■ **Record list**
↓↓↓

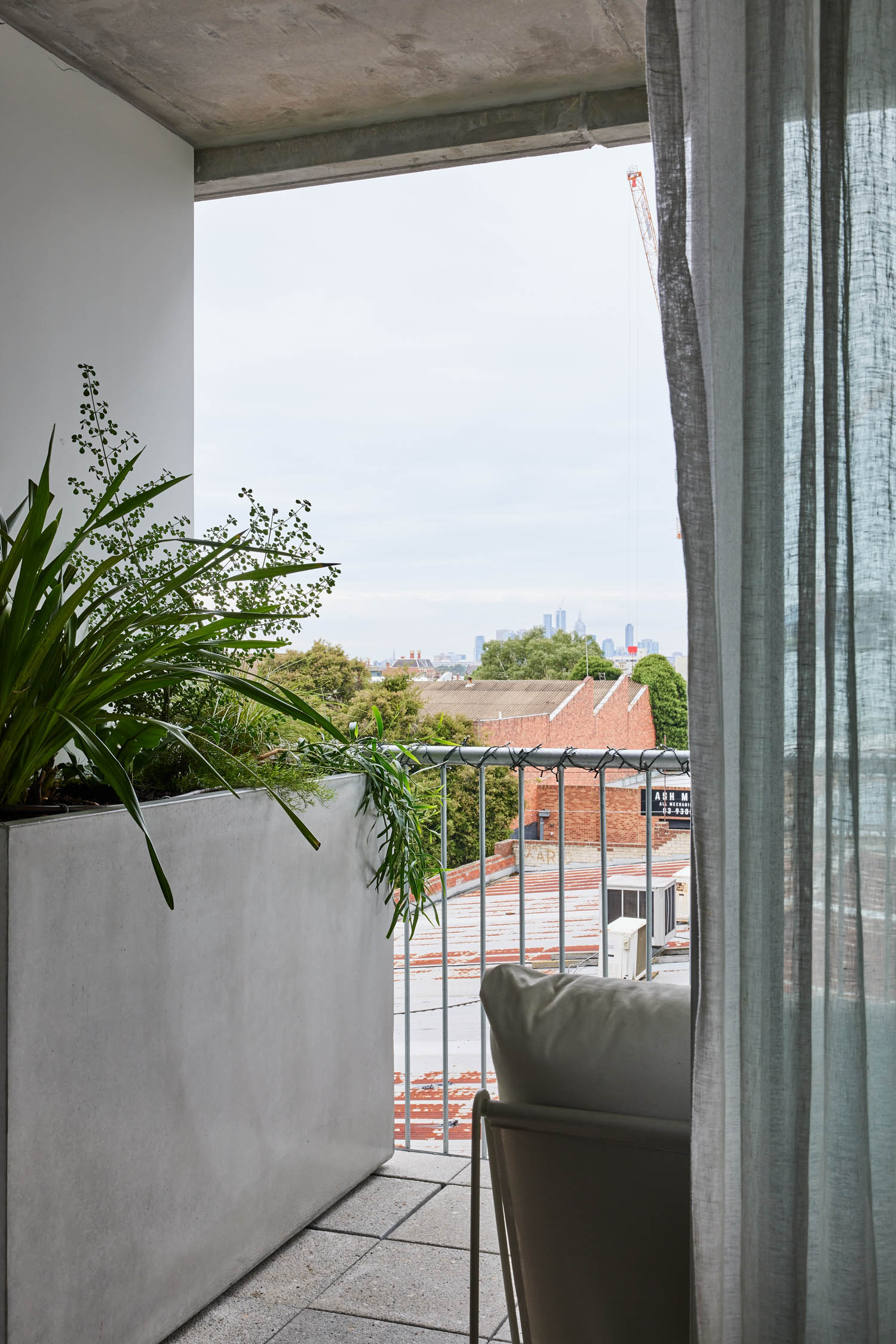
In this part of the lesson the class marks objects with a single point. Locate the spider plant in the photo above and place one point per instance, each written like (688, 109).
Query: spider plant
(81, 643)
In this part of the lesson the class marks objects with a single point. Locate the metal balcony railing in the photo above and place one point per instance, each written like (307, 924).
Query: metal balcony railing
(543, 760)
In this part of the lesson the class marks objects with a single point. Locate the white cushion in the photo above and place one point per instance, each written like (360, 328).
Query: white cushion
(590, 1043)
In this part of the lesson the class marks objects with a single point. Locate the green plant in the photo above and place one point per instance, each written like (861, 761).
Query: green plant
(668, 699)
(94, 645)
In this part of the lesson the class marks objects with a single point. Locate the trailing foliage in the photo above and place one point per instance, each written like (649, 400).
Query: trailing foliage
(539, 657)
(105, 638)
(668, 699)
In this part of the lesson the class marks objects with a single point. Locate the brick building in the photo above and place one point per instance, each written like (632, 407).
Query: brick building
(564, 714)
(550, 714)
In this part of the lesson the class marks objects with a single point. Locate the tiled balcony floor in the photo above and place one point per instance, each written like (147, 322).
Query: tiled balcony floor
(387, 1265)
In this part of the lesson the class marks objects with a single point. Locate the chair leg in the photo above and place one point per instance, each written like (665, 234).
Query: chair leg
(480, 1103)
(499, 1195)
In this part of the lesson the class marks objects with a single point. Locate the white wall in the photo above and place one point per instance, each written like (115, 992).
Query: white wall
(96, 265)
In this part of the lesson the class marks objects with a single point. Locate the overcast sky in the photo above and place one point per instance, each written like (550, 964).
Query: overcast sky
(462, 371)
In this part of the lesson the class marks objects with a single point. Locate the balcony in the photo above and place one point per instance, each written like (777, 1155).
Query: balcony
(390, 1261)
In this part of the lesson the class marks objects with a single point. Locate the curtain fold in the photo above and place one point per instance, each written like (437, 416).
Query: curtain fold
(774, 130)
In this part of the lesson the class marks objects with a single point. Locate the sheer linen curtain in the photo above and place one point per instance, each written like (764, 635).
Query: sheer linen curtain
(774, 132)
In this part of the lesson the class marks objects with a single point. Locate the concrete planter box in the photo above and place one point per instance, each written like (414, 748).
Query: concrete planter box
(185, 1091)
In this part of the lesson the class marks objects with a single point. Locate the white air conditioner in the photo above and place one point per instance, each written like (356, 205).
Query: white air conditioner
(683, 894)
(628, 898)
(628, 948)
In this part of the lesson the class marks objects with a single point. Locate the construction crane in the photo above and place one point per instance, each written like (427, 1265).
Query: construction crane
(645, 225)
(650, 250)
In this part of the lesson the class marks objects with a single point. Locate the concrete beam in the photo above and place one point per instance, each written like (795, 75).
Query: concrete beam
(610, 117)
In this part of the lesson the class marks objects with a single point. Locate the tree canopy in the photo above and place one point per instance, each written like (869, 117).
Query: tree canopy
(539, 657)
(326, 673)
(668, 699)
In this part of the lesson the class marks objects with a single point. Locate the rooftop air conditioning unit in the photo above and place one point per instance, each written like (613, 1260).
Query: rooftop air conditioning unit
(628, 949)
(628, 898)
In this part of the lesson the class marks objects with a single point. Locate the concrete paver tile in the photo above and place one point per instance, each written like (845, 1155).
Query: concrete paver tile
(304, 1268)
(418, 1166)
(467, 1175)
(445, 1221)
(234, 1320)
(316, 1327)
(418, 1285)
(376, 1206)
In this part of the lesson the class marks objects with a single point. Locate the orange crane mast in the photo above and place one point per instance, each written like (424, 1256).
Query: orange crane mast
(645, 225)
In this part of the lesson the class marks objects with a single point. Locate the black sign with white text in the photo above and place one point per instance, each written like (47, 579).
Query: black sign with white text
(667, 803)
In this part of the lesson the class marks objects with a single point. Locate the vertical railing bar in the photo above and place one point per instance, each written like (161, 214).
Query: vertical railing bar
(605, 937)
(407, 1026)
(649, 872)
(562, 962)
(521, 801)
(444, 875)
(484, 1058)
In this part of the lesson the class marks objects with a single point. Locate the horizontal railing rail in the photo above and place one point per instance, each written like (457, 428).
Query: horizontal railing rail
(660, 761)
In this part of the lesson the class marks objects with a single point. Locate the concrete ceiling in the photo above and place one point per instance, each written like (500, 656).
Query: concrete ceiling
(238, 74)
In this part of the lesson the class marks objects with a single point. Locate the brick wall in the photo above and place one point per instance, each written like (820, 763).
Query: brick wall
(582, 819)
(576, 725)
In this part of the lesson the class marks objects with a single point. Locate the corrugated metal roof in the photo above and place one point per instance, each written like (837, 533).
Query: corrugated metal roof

↑↑↑

■ **Task description**
Can you copy every item above word for word, leaving out the pictures?

■ **Output below**
In this part of the lesson the class marks objects with a single point. Locate the spider plant in the photo above and place one point per instance, each written like (688, 109).
Query: spider plant
(81, 643)
In this part of the lesson the class marks objects with a single point. Locate the metal balcony railing in the photo above and place one point per instance, each written like (307, 924).
Query: metal balcony railing
(543, 760)
In this part of the lesson the class marks objects with a single point. Locate the white cushion in the photo above and place one point per instance, each written like (360, 328).
Query: white cushion
(590, 1043)
In this part of the lesson the class marks objects with a single point. Locate the green plant in the photo above and place one point per instance, each written like (861, 761).
Query: green plant
(668, 699)
(94, 645)
In this part of the lesson the class marks objects with a single point. Locate the trailing foliage in the photo above and place one point per instance, each written like (649, 400).
Query: trailing foliage
(539, 657)
(105, 638)
(668, 699)
In this part of the lesson the class marks objects with a single point. Locate the brick building in the photo above and place one point per instance, each written like (632, 407).
Query: brick building
(564, 714)
(550, 714)
In this part of the lesson the class marks objects with a single point. Locate the tiled balcony floor in the photo above and place one point per instance, each written like (147, 322).
Query: tiled balcony floor
(387, 1265)
In this part of the lesson the class marks objects with a single point. Locate the chair leg in the photo above and place one point per instance, each written like (665, 234).
Query: chair leg
(480, 1103)
(499, 1195)
In this part of the lesson the class marks objects with a single point. Locate the white wall in the photo above and place one point per instance, each written like (115, 992).
Query: white wall
(96, 265)
In this part of the lesson the class marks objects with a single point. Locate the overcast sky in the photo above and place one point per instance, each written like (550, 964).
Query: overcast sky
(462, 371)
In this part of the lesson the class marks objects with a single point. Locate the balcony in the photo above and place one point per instance, each written like (777, 1155).
Query: balcony
(390, 1261)
In this part of the lesson the class marks objects with a single point. Locate the curtain fold in the photo above and place one point per instance, each written like (437, 416).
Query: curtain fold
(774, 130)
In this part of the lesson the class marks objects with a single point. Locate the sheer linen curtain in the photo above and place one point per instance, each written like (764, 635).
Query: sheer linen curtain
(774, 132)
In this part of the lesson the class marks objects with a single point. Locate the concrete planter box in the photo above and place one point per instance, each written like (414, 748).
Query: concrete planter box
(185, 1091)
In this part of the lesson the class marks objects with a single point. Locate the white air conditioner in the photo above and place one point per instance, each written like (356, 205).
Query: white air conditioner
(683, 894)
(628, 898)
(628, 948)
In this part of the lesson the class marks objects with a single point. Locate the construction crane in the photo above and place one point per instance, each written like (427, 1265).
Query: construction crane
(645, 225)
(650, 250)
In this part of the lesson the class marks objects with a single point. Locate the concrete beam in the photo above and place one point per instance, each written like (795, 75).
Query: concrete beam
(610, 117)
In this part of the lesson the class marks objects with a single point. Locate the tree canopy in the photo above and place one point per instance, each written like (869, 117).
Query: tree canopy
(539, 657)
(326, 673)
(668, 699)
In this part of the lesson the class marks objects with a single point. Locate the rooftop air conditioning unit in the photo above and place one point per instance, each written like (613, 1260).
Query: rooftop air conditioning unit
(628, 949)
(628, 898)
In this part of the lesson the class marks objects with a single point. Locate the concrete paver tile in the photo above and place one point per instance, each written like (845, 1155).
Query: concrete paver tile
(304, 1268)
(418, 1166)
(467, 1175)
(445, 1221)
(234, 1320)
(316, 1327)
(418, 1285)
(376, 1206)
In this part of the lesson the class marks objects with a single point. Locate the orange crane mast in the photo above and place one point per instance, each written like (424, 1256).
Query: orange crane mast
(645, 225)
In this part of the lesson the class marks objects with a single point. Locate the black sign with white text in the photo above and place one point per instance, each written like (47, 579).
Query: black sign with white text
(667, 803)
In this part of the lesson the class marks objects with a single point. Locate the vertical railing bar in the photo above and place one point per instance, each written like (161, 214).
Query: vertical railing bar
(605, 937)
(407, 1026)
(649, 872)
(562, 962)
(521, 801)
(444, 875)
(484, 1058)
In this part of the lesson the class marks objects with a single point. Locate the horizontal railing rail in the photo above and place one point per instance, each written like (457, 428).
Query: horizontal railing rail
(660, 761)
In this part of the lesson the class marks objects with a single point. Locate the concrete ceiling in the photo above and place one point per instance, each written like (500, 656).
Query: concrete ceiling
(238, 74)
In this part of the lesson the class marks objects with a single point. Locate the brick wall in the photo above and place one point per instance, each written like (820, 763).
Query: brick wall
(582, 819)
(576, 725)
In this part of the lesson the class marks objects with a single point. Locate the corrugated metal roof in the photo above and place one point per instance, each written like (837, 533).
Query: corrugated metal roof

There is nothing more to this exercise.